GIVEN TEXT
╭──
## Quickstart: Compare runs, choose a model, and deploy it to a REST API

In this quickstart, you will:

* Run a hyperparameter sweep on a training script
* Compare the results of the runs in the MLflow UI
* Choose the best run and register it as a model
* Deploy the model to a REST API
* Build a container image suitable for deployment to a cloud platform

In [1]:
# !pip install hyperopt

In [2]:
import keras
import numpy as np 
import pandas as pd 
from hyperopt import STATUS_OK, Trials, fmin, hp, tpe
from sklearn.metrics import mean_squared_error
from sklearn.model_selection import train_test_split

import mlflow 
from mlflow.models import infer_signature

In [3]:
# Load Dataset 
data = pd.read_csv(
    "https://raw.githubusercontent.com/mlflow/mlflow/master/tests/datasets/winequality-white.csv",
    sep=";",
)

# Split the data into training, validation, and test sets
train, test = train_test_split(data, test_size=0.25, random_state=42)
train_x = train.drop(["quality"], axis=1).values
train_y = train[["quality"]].values.ravel()
test_x = test.drop(["quality"], axis=1).values
test_y = test[["quality"]].values.ravel()
train_x, valid_x, train_y, valid_y = train_test_split(
    train_x, train_y, test_size=0.2, random_state=42
)

In MLflow, infer_signature is a function used to automatically generate a model signature, which defines the schema of inputs and outputs for a machine learning model. This signature is helpful for tracking and deploying models, as it ensures that input data types and shapes are compatible with the model's requirements during both training and inference.

**Usage**
The function infer_signature is typically imported from mlflow.models and takes in:

* input_df: a DataFrame representing sample input data for the model.
* output_df: a DataFrame or Series representing the model's output data based on the given input data.

In [4]:
signature = infer_signature(train_x, train_y)

In [None]:
def train_model(params, epochs, train_x, train_y, valid_x, valid_y, test_x, test_y):
    # Define model architecture
    mean = np.mean(train_x, axis = 0)
    var = np.var(train_x, axis = 0)
    
    model = keras.Sequential(
        [
            keras.Input([train_x.shape[1]]),
            keras.layers.Normalization(mean = mean, variance = var),
            keras.layers.Dense(64, activation="relu"),
            keras.layers.Dense(1),
        ]
    )
╰──
SUPPLIED RECORDS
╭──
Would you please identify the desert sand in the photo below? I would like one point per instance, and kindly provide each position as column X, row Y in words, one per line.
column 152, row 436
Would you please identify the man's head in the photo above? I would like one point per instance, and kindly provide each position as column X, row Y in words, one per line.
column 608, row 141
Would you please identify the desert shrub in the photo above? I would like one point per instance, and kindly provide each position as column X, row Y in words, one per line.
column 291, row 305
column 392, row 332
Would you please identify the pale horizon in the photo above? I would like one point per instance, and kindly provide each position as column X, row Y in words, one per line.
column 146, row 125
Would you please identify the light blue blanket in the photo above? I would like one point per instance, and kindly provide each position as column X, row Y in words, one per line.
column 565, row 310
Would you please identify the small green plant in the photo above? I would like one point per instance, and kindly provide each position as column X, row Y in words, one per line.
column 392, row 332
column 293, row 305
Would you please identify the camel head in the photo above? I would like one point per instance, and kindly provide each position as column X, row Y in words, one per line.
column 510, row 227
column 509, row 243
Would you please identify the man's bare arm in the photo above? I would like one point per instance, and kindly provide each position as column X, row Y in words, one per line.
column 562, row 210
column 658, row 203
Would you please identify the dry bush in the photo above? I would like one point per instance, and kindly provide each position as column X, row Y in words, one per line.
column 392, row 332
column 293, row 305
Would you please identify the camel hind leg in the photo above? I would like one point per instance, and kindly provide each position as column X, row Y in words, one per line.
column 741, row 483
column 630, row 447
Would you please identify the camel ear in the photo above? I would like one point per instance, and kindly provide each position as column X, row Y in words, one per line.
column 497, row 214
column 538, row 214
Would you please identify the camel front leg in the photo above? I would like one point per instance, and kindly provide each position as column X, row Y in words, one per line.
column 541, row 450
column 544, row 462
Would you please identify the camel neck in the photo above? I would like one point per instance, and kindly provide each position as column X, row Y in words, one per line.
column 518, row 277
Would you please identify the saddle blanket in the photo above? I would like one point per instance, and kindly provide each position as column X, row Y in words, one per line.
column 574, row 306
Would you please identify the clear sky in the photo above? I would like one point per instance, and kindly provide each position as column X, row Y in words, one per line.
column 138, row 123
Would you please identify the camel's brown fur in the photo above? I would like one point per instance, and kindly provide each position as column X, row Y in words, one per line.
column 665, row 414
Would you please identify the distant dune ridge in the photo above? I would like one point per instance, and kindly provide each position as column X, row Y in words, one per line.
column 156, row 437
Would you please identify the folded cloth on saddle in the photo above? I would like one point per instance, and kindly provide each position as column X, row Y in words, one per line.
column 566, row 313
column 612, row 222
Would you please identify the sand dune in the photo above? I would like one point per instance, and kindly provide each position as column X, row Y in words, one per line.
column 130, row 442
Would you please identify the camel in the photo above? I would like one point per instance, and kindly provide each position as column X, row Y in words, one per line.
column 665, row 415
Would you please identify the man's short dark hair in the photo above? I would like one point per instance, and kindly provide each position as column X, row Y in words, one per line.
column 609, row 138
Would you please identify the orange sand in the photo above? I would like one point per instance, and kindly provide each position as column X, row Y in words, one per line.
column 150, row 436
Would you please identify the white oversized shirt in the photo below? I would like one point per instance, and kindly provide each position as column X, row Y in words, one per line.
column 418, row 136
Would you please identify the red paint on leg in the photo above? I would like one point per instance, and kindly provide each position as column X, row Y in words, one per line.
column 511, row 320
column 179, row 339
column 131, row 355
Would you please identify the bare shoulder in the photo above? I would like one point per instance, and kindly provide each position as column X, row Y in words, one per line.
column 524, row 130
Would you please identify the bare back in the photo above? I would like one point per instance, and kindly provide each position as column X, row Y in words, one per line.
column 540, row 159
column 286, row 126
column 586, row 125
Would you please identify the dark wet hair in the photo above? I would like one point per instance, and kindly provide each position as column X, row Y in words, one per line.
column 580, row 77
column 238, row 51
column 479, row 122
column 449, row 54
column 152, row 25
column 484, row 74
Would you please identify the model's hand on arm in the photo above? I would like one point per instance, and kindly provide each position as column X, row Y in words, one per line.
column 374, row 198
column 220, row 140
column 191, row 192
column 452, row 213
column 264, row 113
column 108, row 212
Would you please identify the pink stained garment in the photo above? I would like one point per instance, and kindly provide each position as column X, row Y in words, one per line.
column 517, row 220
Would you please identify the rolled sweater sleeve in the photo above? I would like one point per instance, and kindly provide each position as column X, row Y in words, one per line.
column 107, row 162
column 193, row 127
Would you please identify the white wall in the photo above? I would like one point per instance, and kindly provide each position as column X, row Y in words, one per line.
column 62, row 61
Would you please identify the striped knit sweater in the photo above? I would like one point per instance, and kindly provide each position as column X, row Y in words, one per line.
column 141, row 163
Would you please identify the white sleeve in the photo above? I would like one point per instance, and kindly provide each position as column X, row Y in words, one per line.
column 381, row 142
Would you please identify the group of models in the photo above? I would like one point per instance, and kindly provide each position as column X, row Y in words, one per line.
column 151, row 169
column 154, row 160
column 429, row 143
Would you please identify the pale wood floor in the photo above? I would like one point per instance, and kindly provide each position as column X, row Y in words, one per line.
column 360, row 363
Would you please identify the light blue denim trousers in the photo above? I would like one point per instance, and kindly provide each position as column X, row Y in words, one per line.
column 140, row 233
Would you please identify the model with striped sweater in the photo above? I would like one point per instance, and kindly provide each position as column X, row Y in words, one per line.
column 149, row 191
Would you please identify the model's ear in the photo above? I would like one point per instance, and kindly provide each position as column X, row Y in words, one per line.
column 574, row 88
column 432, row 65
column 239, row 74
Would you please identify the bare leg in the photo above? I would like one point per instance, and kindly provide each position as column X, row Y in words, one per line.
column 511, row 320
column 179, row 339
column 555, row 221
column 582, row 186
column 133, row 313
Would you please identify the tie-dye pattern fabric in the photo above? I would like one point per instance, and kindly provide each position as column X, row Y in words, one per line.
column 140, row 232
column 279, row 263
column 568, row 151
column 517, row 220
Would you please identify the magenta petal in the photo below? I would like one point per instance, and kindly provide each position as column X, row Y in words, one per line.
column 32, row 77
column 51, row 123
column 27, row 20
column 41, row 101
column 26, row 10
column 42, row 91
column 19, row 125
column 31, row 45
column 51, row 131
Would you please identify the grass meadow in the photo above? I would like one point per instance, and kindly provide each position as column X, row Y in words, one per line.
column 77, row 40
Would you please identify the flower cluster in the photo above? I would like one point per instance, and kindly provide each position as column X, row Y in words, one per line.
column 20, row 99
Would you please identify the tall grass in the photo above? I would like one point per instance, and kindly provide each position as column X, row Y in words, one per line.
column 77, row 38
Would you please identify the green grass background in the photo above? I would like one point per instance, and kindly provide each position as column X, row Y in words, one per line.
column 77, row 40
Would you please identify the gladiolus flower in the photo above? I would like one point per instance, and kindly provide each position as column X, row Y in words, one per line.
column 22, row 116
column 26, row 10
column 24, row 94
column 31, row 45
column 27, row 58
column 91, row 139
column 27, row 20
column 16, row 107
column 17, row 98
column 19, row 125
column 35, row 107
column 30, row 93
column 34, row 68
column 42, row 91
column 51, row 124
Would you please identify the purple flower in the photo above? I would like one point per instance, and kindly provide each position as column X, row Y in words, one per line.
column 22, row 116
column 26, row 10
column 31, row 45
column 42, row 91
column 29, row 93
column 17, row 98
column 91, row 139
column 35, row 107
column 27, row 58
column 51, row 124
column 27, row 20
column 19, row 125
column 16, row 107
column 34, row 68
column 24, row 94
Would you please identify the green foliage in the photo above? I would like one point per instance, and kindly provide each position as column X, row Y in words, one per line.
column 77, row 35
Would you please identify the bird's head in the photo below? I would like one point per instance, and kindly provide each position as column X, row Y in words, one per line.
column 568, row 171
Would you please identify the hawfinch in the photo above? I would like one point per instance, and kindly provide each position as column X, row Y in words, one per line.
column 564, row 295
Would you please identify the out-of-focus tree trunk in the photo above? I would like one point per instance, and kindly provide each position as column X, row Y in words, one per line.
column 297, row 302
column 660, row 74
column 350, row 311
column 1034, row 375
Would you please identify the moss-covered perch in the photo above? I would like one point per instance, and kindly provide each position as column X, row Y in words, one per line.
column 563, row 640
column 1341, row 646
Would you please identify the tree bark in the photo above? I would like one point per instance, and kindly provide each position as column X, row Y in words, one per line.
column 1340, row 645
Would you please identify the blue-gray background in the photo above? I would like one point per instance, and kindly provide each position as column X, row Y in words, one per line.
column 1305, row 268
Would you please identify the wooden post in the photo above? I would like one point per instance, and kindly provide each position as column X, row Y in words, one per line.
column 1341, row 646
╰──
REQUIRED WORK
Answer these questions from the quickstart:
(a) Where does the quickstart say the results of the runs are compared?
(b) What test_size is used in the first split of the data into training and test sets?
(c) How many units and which activation does the first Dense layer in the model have?
The items aren't needed here.

FULL ANSWER
(a) In the MLflow UI.
(b) 0.25.
(c) 64 units, with the "relu" activation.